[[ RECORD EXTRACTS open ]]

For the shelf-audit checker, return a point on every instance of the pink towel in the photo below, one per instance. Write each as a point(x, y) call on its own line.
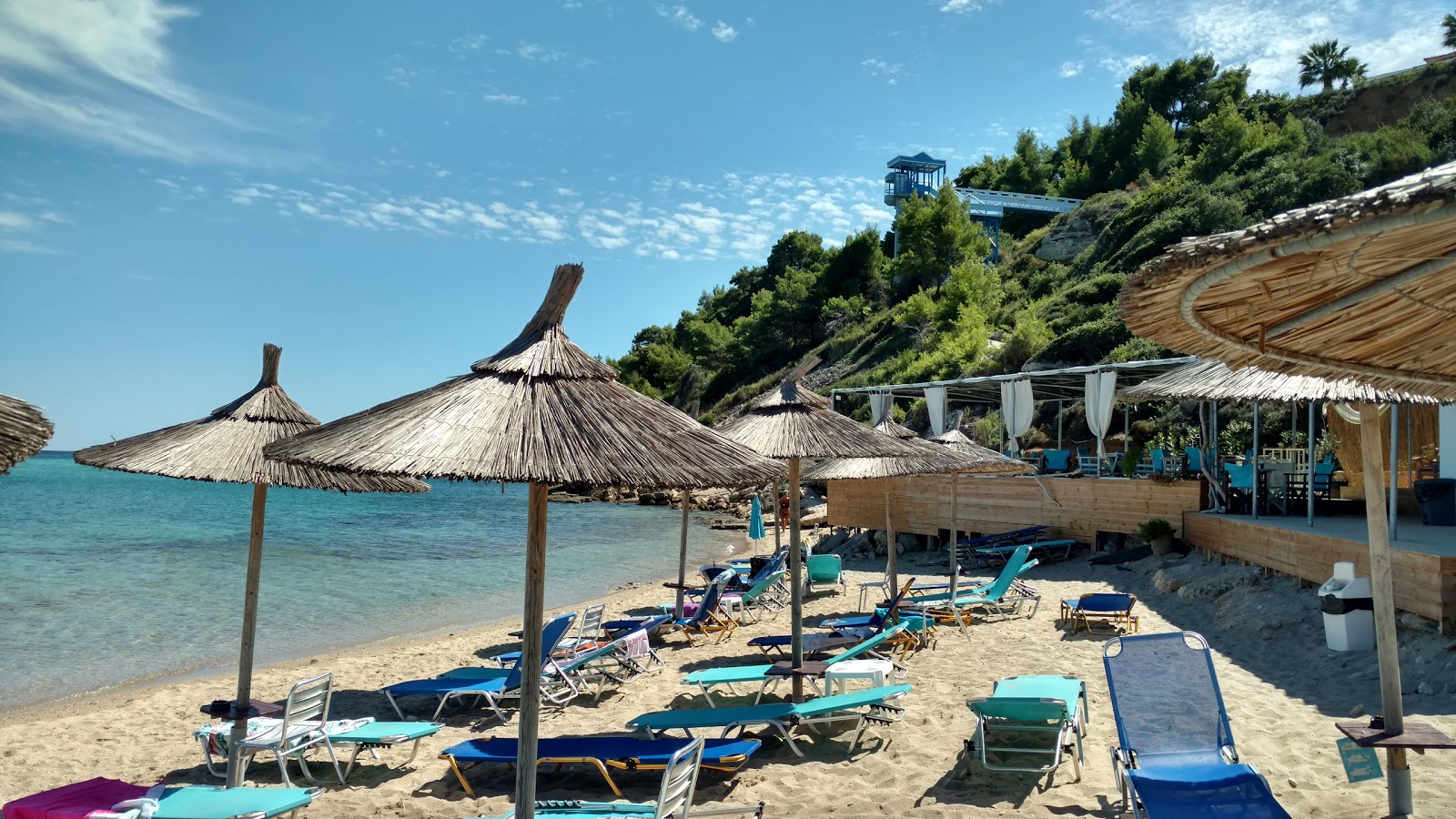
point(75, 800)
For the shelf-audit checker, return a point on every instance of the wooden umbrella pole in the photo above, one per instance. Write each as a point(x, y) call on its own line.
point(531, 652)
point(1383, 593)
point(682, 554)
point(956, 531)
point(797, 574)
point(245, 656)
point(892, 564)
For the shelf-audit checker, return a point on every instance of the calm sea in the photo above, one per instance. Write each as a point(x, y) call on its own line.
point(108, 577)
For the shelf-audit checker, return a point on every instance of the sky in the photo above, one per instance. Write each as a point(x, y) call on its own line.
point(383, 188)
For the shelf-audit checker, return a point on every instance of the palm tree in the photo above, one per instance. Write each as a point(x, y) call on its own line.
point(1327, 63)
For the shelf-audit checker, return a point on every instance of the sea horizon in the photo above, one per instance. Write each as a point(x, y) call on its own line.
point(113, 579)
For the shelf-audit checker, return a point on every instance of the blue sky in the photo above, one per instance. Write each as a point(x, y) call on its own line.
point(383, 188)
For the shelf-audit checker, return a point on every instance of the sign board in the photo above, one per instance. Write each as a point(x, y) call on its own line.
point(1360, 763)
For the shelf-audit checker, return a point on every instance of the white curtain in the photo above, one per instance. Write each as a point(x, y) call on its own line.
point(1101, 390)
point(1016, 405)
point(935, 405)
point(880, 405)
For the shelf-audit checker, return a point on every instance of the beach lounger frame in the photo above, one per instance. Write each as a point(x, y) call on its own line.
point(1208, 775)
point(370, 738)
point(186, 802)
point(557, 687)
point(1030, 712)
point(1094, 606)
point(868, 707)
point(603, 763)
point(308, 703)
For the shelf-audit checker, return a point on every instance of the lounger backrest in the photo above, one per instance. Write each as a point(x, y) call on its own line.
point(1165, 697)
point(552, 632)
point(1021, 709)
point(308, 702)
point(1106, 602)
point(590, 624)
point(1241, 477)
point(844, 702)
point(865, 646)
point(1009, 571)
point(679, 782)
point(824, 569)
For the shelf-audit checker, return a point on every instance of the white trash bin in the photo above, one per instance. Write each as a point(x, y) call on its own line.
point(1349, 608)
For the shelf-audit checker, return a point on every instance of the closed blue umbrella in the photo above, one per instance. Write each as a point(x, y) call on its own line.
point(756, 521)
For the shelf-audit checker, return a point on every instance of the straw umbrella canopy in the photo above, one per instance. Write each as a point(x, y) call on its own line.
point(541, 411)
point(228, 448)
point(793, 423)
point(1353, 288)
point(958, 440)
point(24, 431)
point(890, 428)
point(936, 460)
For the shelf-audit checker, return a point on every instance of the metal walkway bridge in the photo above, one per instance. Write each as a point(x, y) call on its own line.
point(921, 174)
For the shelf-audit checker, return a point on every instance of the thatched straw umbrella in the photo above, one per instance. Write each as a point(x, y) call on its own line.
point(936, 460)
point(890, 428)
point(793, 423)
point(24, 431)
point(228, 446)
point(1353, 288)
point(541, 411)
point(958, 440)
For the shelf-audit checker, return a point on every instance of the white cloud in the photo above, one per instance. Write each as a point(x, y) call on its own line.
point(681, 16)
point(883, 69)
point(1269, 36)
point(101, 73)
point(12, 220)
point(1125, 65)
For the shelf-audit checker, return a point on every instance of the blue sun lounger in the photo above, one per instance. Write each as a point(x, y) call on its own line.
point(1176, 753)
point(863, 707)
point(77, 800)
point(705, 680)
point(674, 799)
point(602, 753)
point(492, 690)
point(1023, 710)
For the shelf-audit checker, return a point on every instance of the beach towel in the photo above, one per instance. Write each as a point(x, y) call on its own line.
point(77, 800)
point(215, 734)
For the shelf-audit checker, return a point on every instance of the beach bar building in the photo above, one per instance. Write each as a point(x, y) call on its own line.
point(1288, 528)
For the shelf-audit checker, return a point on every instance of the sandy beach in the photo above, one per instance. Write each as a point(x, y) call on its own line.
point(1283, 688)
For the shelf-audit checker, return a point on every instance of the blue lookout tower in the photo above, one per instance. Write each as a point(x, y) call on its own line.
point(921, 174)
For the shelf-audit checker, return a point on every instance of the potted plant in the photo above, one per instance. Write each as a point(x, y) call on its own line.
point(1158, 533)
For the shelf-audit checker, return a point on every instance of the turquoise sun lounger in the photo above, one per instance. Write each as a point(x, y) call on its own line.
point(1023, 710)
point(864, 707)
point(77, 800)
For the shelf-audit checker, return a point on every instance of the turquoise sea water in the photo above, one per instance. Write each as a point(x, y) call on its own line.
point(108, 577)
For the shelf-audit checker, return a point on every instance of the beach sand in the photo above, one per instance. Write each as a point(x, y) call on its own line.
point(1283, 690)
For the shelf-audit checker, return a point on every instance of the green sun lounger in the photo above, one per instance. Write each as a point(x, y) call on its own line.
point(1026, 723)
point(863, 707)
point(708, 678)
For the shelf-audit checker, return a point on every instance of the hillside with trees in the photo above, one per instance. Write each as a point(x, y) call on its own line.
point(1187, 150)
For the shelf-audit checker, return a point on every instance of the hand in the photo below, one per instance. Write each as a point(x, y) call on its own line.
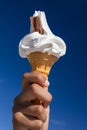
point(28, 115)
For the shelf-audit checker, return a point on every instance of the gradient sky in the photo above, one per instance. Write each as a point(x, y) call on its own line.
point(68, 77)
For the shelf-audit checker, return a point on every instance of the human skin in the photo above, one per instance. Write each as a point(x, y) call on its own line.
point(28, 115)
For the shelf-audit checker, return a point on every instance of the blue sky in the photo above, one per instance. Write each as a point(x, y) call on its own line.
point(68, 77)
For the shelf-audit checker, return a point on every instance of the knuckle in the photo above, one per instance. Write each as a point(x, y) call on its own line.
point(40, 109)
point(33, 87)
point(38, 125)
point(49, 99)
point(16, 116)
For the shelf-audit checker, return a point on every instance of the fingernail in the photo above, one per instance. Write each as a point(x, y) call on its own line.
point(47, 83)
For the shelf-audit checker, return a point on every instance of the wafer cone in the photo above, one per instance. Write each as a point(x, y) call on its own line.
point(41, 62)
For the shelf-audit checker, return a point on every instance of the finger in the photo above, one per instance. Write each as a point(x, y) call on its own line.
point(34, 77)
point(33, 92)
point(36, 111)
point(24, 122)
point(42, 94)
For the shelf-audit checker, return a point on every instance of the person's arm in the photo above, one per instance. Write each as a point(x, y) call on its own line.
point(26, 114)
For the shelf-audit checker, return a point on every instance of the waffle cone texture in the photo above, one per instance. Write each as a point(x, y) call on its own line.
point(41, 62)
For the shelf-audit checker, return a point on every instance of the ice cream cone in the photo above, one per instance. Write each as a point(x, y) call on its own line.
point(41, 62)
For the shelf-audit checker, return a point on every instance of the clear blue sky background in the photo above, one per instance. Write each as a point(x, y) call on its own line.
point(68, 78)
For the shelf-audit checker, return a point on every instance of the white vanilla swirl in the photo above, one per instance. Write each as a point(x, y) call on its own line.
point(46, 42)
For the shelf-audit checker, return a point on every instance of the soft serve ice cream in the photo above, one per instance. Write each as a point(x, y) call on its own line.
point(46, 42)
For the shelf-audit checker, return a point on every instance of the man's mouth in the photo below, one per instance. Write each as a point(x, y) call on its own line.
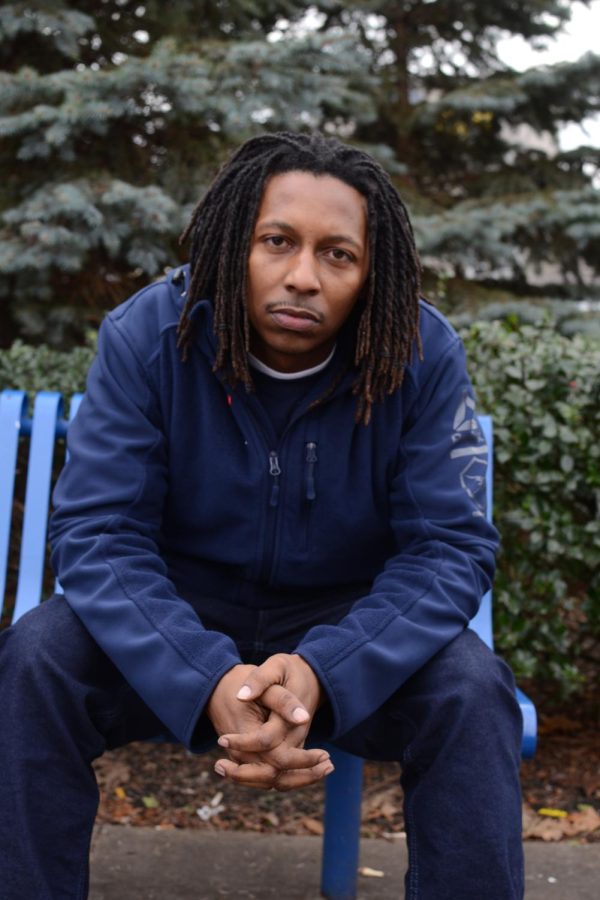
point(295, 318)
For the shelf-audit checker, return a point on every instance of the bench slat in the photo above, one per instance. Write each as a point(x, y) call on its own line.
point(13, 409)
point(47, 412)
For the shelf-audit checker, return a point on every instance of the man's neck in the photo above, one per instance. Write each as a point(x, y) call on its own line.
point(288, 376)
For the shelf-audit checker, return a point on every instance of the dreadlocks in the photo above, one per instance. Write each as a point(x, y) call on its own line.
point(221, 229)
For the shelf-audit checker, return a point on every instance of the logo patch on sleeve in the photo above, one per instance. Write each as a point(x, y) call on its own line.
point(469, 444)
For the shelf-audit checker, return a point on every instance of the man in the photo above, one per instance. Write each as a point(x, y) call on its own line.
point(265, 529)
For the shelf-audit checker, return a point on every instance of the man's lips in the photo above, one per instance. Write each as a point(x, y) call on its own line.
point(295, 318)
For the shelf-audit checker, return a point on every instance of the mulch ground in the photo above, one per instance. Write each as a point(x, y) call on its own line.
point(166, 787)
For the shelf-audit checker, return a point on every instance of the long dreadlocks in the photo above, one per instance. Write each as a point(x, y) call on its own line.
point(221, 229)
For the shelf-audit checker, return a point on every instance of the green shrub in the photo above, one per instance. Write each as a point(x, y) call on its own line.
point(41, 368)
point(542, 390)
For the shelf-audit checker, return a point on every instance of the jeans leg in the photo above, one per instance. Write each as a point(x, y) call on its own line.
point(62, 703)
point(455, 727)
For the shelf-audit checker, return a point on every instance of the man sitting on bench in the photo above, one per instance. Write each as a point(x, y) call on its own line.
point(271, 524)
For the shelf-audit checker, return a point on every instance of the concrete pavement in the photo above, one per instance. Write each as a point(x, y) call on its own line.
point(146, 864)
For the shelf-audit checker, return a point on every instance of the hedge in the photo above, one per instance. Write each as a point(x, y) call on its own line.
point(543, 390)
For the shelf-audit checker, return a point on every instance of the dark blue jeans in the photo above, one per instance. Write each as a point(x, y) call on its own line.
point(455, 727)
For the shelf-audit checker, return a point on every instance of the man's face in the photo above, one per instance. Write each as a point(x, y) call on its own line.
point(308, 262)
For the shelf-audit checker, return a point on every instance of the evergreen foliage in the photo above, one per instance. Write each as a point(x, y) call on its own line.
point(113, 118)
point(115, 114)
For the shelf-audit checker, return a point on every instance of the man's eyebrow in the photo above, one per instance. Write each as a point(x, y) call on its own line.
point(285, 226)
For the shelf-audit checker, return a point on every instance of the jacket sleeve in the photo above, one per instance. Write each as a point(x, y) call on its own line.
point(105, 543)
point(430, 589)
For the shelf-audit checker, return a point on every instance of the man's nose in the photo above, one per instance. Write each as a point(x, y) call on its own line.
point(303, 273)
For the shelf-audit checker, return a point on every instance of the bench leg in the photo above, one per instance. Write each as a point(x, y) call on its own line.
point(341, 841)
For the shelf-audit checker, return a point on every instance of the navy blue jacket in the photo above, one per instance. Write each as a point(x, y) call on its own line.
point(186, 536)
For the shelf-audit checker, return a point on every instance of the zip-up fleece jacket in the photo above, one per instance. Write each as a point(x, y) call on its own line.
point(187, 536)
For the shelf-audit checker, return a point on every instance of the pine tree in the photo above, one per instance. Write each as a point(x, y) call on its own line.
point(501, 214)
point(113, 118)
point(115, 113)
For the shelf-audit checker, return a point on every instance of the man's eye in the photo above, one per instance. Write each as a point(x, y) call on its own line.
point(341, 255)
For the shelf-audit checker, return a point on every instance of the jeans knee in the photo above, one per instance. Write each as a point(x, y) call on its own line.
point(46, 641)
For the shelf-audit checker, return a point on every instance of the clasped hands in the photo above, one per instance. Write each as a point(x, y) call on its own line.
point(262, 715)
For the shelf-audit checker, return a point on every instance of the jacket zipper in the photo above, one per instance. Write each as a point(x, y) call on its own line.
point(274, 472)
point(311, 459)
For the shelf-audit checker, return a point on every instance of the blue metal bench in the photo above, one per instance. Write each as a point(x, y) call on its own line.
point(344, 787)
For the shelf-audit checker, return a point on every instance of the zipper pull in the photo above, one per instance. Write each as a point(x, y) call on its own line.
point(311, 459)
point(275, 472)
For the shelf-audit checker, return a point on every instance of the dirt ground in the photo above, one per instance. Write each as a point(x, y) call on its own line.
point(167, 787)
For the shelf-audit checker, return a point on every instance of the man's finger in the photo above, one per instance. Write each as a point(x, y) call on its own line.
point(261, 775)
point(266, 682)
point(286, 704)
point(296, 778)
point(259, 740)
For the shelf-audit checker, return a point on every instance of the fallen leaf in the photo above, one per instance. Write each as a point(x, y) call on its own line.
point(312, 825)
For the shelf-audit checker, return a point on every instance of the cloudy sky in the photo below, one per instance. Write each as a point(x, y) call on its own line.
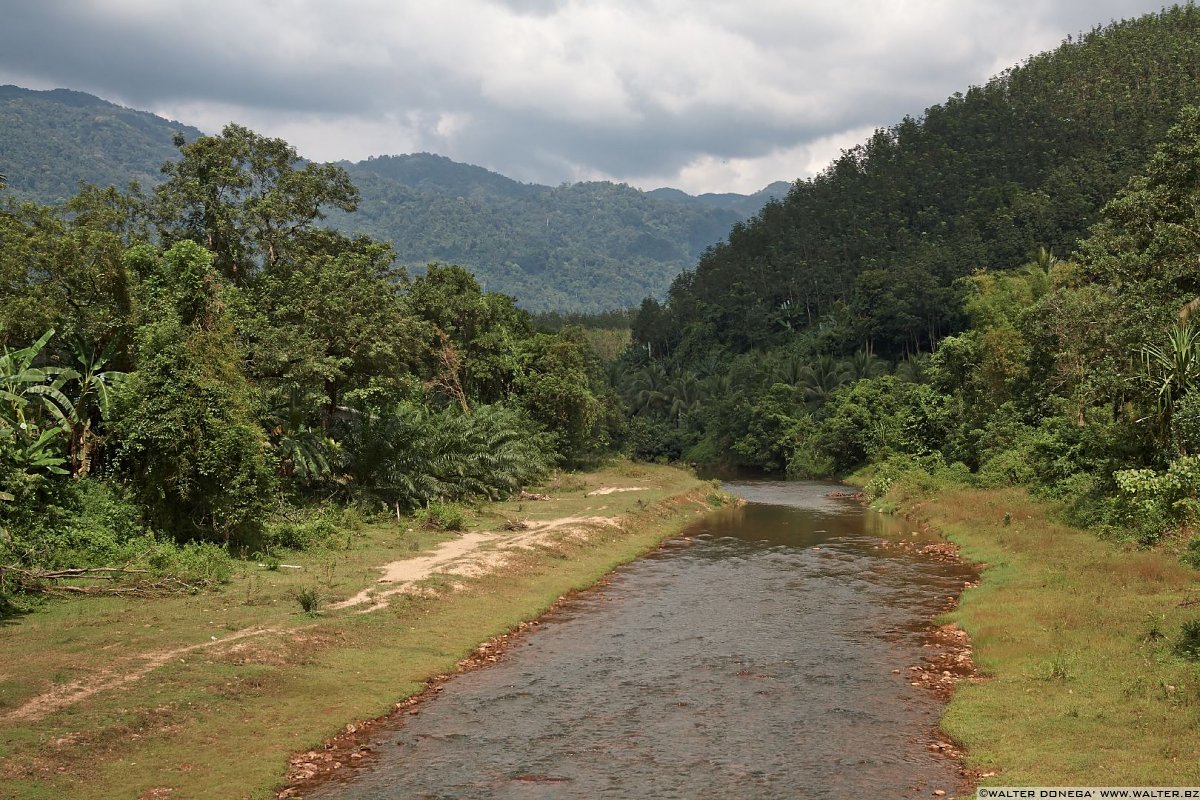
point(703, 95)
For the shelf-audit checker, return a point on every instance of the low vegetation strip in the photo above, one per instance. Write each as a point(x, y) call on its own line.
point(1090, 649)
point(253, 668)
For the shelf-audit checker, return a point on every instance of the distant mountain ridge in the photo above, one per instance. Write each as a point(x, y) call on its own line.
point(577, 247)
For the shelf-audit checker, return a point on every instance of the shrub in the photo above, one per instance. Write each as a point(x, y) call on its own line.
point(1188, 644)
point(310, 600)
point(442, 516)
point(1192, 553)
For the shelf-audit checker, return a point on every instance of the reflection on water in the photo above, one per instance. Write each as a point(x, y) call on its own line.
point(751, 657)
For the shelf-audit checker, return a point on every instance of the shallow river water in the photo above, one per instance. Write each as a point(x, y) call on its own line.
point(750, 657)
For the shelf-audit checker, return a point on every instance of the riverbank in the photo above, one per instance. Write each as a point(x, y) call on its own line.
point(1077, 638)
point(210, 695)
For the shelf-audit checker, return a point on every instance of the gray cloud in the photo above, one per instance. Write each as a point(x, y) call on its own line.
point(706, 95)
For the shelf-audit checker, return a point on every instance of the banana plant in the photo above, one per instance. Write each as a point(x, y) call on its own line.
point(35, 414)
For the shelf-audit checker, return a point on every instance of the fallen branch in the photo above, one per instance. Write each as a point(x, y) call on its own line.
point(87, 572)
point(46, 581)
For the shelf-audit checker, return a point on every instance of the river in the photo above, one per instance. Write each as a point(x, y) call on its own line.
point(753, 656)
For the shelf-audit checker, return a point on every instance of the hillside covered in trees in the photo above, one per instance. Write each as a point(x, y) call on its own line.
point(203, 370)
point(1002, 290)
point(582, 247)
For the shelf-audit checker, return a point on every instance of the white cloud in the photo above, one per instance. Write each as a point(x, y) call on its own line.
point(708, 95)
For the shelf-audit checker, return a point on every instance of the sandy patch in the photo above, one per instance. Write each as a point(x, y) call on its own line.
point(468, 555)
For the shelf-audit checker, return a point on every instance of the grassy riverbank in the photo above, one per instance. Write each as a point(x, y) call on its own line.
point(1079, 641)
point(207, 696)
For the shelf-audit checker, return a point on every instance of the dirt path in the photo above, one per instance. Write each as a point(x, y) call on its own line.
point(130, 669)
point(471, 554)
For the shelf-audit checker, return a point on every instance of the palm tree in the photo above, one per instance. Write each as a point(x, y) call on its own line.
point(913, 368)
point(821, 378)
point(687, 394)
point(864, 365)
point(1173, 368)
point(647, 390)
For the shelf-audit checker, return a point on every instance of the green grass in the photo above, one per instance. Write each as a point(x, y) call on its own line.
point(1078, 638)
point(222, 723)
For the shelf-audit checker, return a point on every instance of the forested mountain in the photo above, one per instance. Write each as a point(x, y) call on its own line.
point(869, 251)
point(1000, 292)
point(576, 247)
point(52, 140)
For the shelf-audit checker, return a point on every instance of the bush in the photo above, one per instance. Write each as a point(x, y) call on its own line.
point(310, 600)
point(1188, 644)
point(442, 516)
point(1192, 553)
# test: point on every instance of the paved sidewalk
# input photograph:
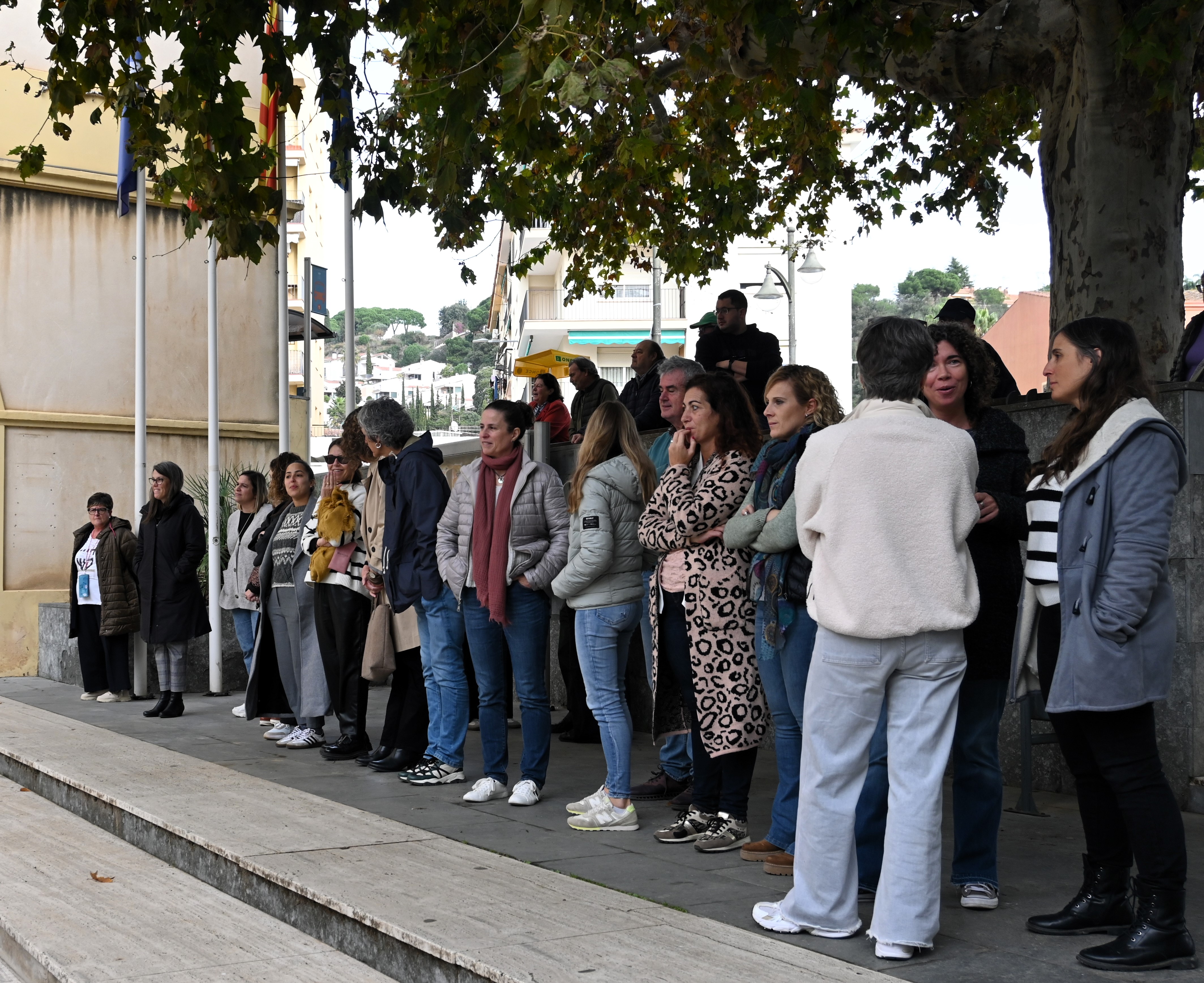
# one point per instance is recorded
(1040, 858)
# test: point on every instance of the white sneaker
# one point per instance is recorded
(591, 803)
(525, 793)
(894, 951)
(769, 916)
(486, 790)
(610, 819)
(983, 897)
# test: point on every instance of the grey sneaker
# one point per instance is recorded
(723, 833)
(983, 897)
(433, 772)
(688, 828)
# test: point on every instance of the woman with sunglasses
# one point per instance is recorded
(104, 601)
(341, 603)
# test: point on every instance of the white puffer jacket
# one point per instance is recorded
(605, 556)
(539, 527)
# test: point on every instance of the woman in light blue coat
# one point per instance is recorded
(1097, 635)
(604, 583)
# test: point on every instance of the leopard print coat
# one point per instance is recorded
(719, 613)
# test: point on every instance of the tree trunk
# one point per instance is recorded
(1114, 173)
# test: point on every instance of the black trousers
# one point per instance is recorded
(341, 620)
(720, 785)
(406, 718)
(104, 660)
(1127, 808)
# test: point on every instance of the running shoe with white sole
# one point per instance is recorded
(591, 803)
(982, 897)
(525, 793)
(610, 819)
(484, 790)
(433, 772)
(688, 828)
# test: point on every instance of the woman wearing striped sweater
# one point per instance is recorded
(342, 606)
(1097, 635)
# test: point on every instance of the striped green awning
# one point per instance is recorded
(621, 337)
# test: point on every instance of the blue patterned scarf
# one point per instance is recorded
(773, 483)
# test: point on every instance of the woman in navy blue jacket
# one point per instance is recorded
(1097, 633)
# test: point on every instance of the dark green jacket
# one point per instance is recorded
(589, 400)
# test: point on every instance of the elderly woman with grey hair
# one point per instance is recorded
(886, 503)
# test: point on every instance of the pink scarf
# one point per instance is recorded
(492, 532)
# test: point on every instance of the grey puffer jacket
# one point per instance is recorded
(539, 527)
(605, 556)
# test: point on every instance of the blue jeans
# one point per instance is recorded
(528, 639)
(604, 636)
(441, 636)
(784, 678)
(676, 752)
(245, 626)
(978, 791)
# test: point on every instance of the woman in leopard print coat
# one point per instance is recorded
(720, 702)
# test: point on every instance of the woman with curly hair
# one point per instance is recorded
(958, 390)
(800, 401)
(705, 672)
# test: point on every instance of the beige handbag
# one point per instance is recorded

[[ RECORD EXTRACTS closed ]]

Give the number of lines in the data that include the string "hair", please, and nothing else.

2